▶ [GIVEN PROBLEM]:
Lay out the data, starting with the line containing "For the audit set, annotate each instance of the grassy" and going on through the end of the data, as a two-column CSV with columns named text and answer. Use one row for each text-and-answer pair, quote every field, and turn any line breaks into spaces.

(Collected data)
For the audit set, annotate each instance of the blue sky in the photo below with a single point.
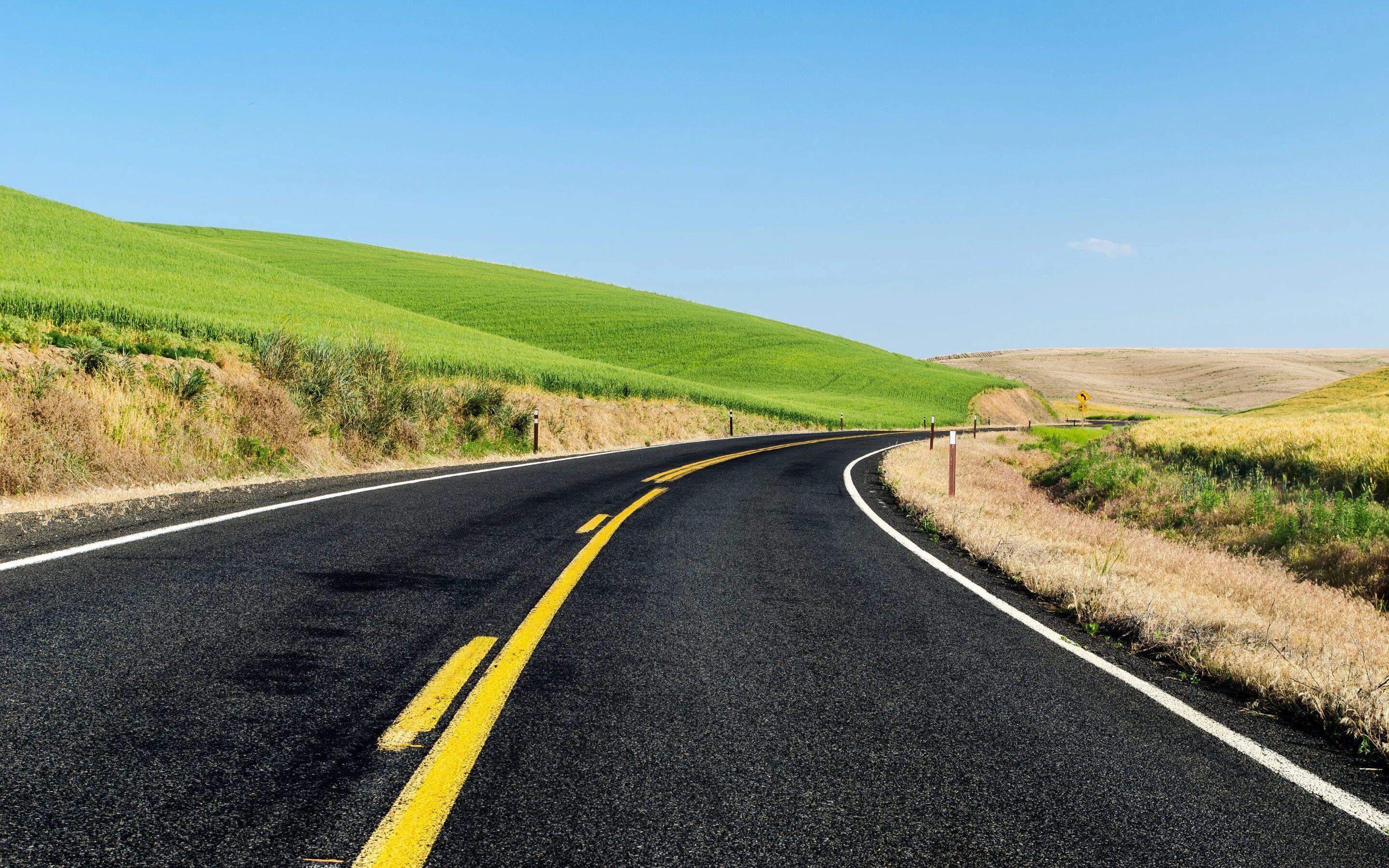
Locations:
(930, 178)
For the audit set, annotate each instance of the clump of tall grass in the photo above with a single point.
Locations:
(188, 384)
(366, 391)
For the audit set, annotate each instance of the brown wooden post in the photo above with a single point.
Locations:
(952, 464)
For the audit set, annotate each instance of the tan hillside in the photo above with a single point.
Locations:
(1010, 407)
(1174, 381)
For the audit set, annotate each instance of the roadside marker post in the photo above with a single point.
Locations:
(952, 463)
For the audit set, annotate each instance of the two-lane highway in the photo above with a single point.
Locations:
(730, 665)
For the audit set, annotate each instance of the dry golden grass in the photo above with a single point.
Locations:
(1299, 646)
(1337, 436)
(1171, 380)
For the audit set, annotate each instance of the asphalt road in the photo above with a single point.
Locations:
(749, 673)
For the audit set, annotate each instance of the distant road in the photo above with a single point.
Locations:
(738, 670)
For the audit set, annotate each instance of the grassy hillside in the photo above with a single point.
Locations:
(771, 362)
(453, 316)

▶ [RESULT FOR THIS TASK]:
text,answer
"For the audit set, annotate each instance of the grassy hillside in the photo above with a single point. Locations:","(771, 362) (453, 316)"